■ DOCUMENT EXCERPT

= = = =

Honeybees Health Benefits And Cancer
EVERYBODY dreads the bees because of their lethal stings. No doubt, bee stings are painful, but are very healthful if applied in controlled doses. The first to notice the medicinal properties of bee stings were beekeepers that lived healthier long life than non-beekeepers.
Ancient doctors and wise men used bee stings for healing. But at a point in history, modern doctors scorned the healing powers of bee stings as “old wives tales”. Even before the practitioners of bee venom therapy (BVT) and beneficiaries could provide scientific data to substantiate their claims that bee stings is medicinal, one fact was incontrovertible.
Beekeepers have the lowest incidence of cancer of all the occupations worldwide. This fact was acknowledged in the annual report of the New York Cancer Research Institute in 1965. Almost half a century ago, the Journal of the National Cancer Institute, Vol. 9(2), Oct., 1948, published a report by William Robinson, M.D., et al., in which it was claimed that bee pollen added to food (in the ratio of 1 part to 10,000) prevented or delayed the appearance of malignant mammary tumour.
L.J. Hayes, M.D had the courage to announce, “Bees sterilise pollen by means of a glandular secretion antagonistic to tumours.” Other doctors, including Sigmund Schmidt, M.D., and Ernesto Contreras, M.D., seem to agree that something in pollen works against cancer.
Dr W. Schweisheimer also said that scientists at the Berlin Cancer Institute in Germany had never encountered a beekeeper with cancer. A French study concerning the cause of death of 1,000 beekeepers included only case of a beekeeper that died of cancer. The incidence of cancer-caused deaths in a group of French farmers was 100 times higher than the group of beekeepers.
Till date, no study has faulted the fact that beekeepers have very low, almost negligible incidence of cancer worldwide. Due to the weight of this fact and coupled with his experience, John Anderson, Professor of beekeeping, University of Aberdeen, unequivocally declared: “Keep bees and eat honey if you want to live long. Beekeepers live longer than anyone else”.

= = = =

■ LISTED RECORDS
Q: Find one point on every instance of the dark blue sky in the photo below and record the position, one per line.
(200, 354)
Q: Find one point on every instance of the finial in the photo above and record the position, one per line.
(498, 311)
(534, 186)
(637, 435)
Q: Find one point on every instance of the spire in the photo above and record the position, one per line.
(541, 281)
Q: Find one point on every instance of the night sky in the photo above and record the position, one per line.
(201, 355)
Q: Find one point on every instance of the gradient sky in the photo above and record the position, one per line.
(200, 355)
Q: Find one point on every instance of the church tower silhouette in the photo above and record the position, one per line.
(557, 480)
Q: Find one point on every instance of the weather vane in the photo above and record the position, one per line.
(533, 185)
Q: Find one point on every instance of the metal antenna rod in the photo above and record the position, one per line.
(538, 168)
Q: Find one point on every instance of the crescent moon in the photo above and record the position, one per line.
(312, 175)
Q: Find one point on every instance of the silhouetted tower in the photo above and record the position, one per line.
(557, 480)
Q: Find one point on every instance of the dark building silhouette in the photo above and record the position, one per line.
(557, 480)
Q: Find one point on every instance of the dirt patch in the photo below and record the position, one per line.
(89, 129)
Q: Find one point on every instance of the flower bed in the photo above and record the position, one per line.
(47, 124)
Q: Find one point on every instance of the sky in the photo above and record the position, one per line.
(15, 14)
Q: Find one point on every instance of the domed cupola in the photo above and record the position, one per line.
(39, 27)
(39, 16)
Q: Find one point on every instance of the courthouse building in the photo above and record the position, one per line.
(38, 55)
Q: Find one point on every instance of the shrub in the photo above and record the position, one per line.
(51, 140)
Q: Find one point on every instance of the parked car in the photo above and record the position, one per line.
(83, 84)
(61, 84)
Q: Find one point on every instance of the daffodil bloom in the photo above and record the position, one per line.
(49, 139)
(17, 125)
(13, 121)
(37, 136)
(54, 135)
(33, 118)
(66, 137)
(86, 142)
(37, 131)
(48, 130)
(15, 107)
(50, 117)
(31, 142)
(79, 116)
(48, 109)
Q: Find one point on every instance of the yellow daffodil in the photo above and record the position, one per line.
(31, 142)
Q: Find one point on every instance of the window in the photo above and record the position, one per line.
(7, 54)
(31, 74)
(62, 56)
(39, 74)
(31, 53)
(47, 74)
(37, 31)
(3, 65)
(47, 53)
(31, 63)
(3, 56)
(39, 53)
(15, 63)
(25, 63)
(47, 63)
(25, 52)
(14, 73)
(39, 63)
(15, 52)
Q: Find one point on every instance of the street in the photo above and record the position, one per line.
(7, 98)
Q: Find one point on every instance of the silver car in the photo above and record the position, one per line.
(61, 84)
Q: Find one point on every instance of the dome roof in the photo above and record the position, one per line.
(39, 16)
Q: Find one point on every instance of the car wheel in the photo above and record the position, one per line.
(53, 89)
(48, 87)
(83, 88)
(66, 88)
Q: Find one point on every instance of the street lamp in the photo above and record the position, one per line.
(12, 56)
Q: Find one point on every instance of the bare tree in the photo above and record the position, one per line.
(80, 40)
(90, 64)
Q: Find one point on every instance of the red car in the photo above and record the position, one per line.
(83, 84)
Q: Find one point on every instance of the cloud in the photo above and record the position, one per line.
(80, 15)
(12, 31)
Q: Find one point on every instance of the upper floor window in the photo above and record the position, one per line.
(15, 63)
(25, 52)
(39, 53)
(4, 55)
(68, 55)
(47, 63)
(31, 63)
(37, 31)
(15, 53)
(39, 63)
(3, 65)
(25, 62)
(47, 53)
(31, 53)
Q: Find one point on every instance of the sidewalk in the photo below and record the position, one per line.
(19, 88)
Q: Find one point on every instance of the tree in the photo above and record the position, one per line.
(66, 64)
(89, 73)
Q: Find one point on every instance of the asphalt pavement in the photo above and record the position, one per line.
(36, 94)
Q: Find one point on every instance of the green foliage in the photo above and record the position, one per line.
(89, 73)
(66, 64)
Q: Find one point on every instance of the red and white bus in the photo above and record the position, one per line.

= = = =

■ TASK LIST
(a) Copy the honeybee text from "Ancient doctors and" up to and including "malignant mammary tumour.", switching "bee venom therapy" to "apitherapy".
(b) Pick up the text on honeybees and cancer after its last sentence and continue it.

■ RESULTS BY TASK
(a)
Ancient doctors and wise men used bee stings for healing. But at a point in history, modern doctors scorned the healing powers of bee stings as “old wives tales”. Even before the practitioners of apitherapy (BVT) and beneficiaries could provide scientific data to substantiate their claims that bee stings is medicinal, one fact was incontrovertible.
Beekeepers have the lowest incidence of cancer of all the occupations worldwide. This fact was acknowledged in the annual report of the New York Cancer Research Institute in 1965. Almost half a century ago, the Journal of the National Cancer Institute, Vol. 9(2), Oct., 1948, published a report by William Robinson, M.D., et al., in which it was claimed that bee pollen added to food (in the ratio of 1 part to 10,000) prevented or delayed the appearance of malignant mammary tumour.

(b)
But why and how do bee stings prevent or heal cancer? First, the major component of bee sting venom is mellitin, which has powerful bacterial and cytotoxic properties. The mellitin in bee venom activates two main glands – adrenal cortex and the hypophysis, which in turn begin to secrete hormones that have strong anti-inflammatory effect. Cancer and many other degenerative diseases are often preceded by inflammation. Bee venom also stimulates the immune system and cancer is less likely to gain a foothold in those with strong immune system.
Nothing promotes blood circulation better than the bee venom, which dissolves plaque in blood vessels and flush it out to ensure free flow of blood. Bee venom contains proteins and amino acids (18 of the 20 obligatory amino acids). When small doses of bee venom gets into the blood they compensate for the deficit of amino acids, make active hormones and vitamins, lower the level of cholesterol and have a positive effect on fat metabolism.
More importantly, the components of the bee venom include enzymes, which according to Dr Virginia Livingston, MD is the only weapon to stop hormones responsible for the explosive cancerous growth. But apart from its power to ward-off the risk of cancer, bee venom has also proven potent against cancer.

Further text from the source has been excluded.